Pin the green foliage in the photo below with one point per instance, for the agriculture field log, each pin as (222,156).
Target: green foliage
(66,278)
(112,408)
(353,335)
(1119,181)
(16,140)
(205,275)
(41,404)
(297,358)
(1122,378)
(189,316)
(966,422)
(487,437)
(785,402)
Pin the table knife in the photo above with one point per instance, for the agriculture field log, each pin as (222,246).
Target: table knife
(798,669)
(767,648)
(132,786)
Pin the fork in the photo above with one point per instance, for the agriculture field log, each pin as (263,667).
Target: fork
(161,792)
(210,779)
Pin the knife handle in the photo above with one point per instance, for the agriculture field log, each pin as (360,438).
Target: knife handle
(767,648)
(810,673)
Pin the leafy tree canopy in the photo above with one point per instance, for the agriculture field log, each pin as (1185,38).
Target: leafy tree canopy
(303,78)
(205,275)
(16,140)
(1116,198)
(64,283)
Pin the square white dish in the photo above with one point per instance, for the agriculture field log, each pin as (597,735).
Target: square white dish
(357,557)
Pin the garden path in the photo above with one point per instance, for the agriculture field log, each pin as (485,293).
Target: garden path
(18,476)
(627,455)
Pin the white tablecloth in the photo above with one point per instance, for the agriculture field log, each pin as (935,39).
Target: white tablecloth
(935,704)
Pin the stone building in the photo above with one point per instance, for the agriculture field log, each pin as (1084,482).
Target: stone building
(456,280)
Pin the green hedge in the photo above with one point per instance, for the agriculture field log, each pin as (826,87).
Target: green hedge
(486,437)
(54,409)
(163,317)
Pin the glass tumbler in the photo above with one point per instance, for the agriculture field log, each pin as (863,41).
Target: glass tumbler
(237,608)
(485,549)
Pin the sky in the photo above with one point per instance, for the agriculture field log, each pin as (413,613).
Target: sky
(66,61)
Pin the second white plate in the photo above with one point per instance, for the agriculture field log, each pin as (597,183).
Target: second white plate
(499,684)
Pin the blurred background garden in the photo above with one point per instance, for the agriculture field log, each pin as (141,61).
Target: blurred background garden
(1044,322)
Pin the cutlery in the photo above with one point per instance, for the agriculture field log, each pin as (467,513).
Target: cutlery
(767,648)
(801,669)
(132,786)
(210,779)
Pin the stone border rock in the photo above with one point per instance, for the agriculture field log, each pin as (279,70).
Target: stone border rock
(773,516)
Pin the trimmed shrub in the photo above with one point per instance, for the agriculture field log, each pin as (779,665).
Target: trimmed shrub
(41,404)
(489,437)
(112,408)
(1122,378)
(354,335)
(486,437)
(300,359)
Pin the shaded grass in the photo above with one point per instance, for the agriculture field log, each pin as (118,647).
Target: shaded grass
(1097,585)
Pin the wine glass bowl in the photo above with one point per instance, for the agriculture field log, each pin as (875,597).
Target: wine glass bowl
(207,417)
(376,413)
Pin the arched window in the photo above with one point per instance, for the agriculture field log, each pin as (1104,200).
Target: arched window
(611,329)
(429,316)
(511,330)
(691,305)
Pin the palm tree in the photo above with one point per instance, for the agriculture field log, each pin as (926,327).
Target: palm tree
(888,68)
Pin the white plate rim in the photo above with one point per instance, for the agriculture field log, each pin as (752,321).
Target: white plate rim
________________
WORK ITEM:
Write down again, exactly as given, only the lines above that fall from the line with "Pin the stone building" to the line with "Pin the glass", inclusive.

SOLUTION BELOW:
Pin the stone building in the photo above with one point per instance, for the agriculture field log, each pin as (1084,482).
Target: stone building
(456,280)
Pin the green hedge in the photo above with one point per instance, for the agriculture field log, each pin as (826,87).
Target: green hedge
(486,437)
(54,409)
(163,317)
Pin the glass tumbler in the photo above with one point per instance, for the agriculture field log, each pin as (863,41).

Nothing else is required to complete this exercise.